#### [WORK INSTRUCTIONS]
Go through the listing beneath this task and return every line that carries the string "below".

#### [RECORDS FOR THIS TASK]
-----

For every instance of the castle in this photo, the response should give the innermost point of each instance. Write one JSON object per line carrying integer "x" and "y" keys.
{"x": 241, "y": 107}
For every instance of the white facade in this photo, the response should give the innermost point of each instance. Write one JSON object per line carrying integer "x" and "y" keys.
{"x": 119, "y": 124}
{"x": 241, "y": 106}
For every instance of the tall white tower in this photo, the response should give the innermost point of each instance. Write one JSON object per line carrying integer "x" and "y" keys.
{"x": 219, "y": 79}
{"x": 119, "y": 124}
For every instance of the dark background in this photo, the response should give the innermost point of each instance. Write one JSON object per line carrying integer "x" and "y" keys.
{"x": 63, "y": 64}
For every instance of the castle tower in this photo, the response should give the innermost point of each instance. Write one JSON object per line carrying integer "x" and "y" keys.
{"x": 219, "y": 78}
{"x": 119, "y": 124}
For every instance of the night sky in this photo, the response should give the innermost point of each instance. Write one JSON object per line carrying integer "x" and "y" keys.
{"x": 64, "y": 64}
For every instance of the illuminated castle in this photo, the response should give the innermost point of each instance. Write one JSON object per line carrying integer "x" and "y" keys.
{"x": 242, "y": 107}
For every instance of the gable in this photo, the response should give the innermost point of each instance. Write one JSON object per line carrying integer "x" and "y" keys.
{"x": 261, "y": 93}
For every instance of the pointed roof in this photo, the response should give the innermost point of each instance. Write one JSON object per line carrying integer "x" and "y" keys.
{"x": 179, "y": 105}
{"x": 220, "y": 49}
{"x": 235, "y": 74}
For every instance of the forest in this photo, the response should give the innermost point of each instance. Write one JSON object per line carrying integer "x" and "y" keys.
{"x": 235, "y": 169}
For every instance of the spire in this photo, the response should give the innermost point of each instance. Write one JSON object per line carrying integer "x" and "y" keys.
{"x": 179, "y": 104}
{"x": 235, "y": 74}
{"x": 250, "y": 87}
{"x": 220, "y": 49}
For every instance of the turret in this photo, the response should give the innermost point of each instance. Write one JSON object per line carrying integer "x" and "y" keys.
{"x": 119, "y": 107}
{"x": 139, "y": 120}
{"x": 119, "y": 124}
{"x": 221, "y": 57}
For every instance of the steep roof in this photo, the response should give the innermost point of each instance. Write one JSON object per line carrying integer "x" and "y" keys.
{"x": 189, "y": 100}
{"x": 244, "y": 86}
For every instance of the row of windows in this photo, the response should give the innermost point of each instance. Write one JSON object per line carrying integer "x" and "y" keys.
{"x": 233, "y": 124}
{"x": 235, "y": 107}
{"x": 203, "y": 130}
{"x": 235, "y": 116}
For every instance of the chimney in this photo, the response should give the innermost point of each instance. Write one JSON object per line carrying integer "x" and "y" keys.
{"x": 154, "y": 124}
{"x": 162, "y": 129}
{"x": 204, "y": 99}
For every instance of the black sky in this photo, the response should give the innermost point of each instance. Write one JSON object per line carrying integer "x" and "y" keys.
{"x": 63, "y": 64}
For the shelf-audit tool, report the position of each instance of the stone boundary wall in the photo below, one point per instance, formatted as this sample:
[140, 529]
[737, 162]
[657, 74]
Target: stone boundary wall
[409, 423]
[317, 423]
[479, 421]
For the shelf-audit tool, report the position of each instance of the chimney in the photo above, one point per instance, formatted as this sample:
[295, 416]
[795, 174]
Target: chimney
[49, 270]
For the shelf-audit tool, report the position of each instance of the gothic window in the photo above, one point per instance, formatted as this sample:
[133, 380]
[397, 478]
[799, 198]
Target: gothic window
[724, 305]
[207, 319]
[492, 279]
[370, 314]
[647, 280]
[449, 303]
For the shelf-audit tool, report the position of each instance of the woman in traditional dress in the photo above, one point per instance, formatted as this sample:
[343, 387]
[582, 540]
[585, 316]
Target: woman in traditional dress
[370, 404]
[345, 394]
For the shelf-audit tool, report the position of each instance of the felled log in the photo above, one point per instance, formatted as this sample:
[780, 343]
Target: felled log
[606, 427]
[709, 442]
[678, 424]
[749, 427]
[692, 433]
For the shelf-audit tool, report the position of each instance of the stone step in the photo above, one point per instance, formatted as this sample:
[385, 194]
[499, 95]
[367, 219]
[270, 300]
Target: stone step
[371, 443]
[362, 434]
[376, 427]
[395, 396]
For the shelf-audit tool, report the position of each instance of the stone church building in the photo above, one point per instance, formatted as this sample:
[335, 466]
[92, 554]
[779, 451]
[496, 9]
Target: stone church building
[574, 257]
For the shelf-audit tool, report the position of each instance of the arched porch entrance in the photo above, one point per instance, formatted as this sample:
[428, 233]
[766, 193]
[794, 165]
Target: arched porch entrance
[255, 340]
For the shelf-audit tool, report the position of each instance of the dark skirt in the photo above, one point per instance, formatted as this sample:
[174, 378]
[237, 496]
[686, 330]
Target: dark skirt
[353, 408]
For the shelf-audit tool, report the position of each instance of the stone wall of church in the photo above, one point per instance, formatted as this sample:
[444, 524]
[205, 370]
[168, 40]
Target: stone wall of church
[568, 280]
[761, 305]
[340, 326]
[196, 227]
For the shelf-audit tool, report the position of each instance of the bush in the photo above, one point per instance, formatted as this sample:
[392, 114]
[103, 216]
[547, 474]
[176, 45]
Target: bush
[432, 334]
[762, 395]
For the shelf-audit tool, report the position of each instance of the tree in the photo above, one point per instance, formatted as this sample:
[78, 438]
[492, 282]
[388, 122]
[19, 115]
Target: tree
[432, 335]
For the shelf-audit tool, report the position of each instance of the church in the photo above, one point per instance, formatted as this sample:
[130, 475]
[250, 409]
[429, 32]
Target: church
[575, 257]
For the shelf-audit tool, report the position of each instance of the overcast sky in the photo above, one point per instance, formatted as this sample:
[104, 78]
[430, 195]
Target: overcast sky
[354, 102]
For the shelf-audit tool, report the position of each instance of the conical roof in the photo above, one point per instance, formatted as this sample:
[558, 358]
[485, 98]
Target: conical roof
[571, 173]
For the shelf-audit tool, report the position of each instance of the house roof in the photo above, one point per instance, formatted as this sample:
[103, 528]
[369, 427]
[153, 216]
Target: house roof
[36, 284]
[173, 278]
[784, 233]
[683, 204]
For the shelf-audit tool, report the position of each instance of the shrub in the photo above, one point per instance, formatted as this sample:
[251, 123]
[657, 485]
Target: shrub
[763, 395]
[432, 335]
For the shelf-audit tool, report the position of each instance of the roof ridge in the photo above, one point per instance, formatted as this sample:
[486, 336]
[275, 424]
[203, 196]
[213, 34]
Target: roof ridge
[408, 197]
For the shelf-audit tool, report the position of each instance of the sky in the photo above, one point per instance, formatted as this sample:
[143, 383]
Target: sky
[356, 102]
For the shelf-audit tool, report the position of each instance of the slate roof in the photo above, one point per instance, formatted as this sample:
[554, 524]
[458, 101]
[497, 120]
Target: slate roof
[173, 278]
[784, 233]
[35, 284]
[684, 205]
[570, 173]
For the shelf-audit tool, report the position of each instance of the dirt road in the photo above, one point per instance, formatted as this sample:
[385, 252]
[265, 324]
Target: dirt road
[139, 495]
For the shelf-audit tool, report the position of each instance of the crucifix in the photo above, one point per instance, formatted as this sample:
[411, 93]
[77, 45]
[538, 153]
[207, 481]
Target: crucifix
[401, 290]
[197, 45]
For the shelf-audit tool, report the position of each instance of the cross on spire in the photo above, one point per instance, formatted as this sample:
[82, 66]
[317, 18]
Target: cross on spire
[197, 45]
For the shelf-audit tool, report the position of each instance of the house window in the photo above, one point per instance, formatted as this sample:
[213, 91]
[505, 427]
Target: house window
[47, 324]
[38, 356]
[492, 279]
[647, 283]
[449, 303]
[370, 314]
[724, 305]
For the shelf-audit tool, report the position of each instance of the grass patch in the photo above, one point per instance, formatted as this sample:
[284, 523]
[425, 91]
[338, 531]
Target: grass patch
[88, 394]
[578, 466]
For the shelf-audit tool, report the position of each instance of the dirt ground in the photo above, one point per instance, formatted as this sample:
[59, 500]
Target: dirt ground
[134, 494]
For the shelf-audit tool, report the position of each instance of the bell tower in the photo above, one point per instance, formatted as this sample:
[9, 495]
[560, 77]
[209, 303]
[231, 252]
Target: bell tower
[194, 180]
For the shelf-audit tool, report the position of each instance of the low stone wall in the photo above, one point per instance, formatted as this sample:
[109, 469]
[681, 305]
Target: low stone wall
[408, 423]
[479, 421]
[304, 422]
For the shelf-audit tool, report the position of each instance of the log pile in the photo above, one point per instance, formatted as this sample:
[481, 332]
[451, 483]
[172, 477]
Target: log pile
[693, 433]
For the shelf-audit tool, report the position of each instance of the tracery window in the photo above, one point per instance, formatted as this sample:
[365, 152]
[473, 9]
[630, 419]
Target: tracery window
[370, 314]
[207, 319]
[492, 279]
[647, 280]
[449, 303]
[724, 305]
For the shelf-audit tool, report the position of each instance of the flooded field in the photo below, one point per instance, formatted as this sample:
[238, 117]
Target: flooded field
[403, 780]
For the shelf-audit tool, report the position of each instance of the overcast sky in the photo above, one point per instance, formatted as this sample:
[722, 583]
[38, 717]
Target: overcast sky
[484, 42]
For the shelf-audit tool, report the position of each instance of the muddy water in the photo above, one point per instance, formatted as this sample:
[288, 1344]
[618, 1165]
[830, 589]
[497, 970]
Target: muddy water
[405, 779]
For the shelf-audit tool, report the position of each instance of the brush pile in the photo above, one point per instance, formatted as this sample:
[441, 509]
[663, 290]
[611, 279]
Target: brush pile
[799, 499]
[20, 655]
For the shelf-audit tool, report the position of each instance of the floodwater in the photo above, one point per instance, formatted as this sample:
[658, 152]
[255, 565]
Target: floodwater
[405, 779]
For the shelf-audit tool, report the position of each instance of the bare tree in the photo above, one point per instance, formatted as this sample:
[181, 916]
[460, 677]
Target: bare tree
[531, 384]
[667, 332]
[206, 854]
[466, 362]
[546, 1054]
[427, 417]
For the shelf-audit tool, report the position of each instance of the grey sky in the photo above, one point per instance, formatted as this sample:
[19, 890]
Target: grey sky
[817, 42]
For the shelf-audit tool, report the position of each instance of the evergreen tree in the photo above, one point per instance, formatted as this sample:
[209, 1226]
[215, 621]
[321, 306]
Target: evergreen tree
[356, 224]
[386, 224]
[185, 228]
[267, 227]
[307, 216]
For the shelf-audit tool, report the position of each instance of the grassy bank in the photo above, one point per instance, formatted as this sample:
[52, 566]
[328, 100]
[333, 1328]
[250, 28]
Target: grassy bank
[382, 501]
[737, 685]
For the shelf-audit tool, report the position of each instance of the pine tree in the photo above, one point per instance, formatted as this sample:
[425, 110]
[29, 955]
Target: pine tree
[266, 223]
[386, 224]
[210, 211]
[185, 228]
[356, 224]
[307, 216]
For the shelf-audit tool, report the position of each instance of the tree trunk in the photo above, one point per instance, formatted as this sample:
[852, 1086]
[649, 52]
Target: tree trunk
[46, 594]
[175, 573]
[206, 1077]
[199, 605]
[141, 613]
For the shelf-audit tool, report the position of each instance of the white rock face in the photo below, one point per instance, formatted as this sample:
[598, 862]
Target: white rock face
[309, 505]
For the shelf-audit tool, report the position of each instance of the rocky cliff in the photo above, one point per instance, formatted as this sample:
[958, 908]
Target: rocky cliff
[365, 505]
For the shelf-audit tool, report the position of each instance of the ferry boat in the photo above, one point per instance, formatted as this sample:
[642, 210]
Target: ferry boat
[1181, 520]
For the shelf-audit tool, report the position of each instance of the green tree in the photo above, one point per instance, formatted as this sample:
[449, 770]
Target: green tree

-----

#### [EXPECTED ANSWER]
For the shelf-audit tool, report the position of each instance of the stone boundary wall in the photo below, one point per instance, formatted as this sample:
For the shelf-audit tool, report the position of each instance of the flooded field in the photo below, one point per instance, formatted as this sample:
For the shelf-audit tool, report the position of each instance of the white rock face in the photo below, one point per instance, formatted as this sample:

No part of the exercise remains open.